__EXERCISE REQUIREMENTS__
Nothing but the pictures gets dropped; retype every entry exactly.

__SUPPLIED ENTRIES__
-*-*-
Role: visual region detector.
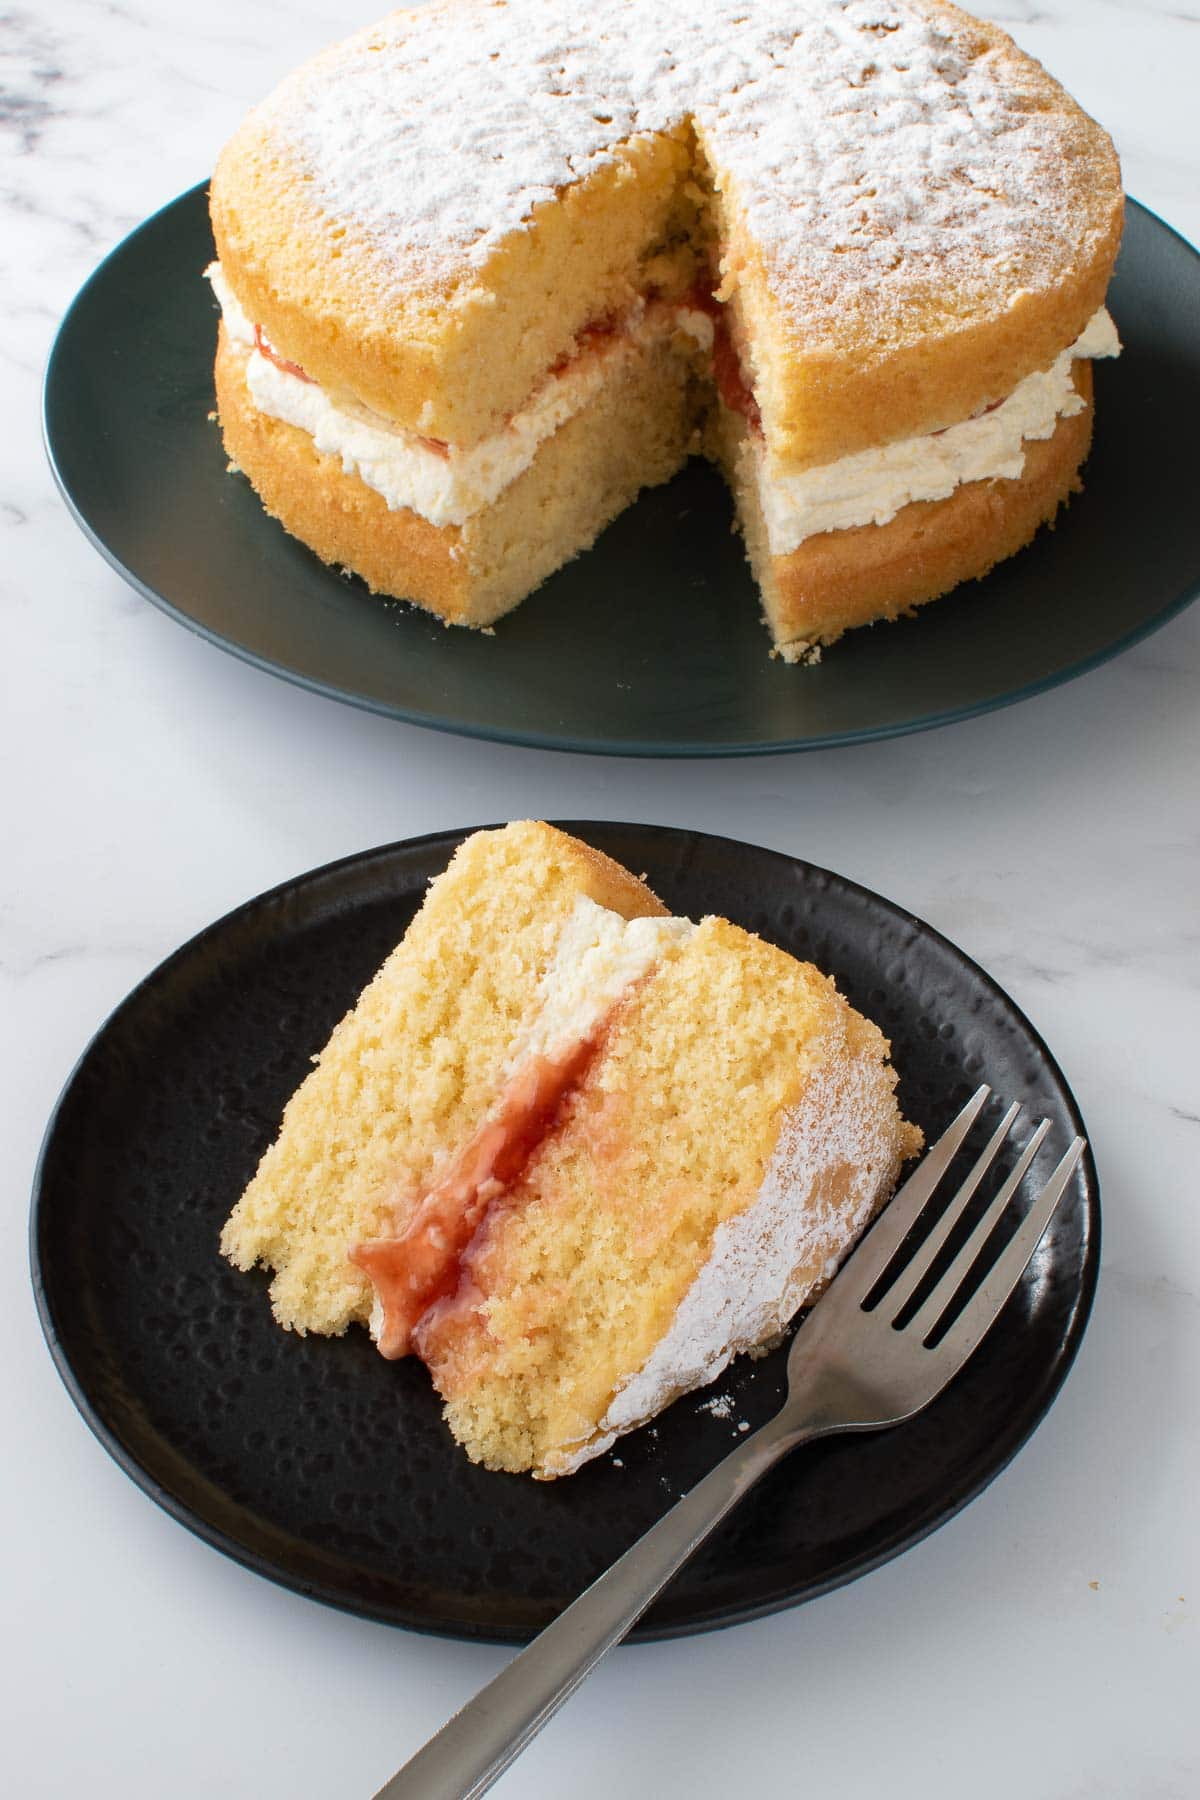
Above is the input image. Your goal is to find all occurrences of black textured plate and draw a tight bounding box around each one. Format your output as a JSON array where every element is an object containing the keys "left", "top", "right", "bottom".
[
  {"left": 44, "top": 188, "right": 1200, "bottom": 756},
  {"left": 31, "top": 825, "right": 1098, "bottom": 1642}
]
-*-*-
__WRITTEN ANSWER__
Role: visual region detector.
Above is the input image. Your goal is to find all occurrences of black textured plate and draw a tight bounding box around each one. Format your output as a JSON array where every element is an object containing the keys "left", "top", "right", "bottom".
[
  {"left": 44, "top": 188, "right": 1200, "bottom": 756},
  {"left": 31, "top": 825, "right": 1098, "bottom": 1642}
]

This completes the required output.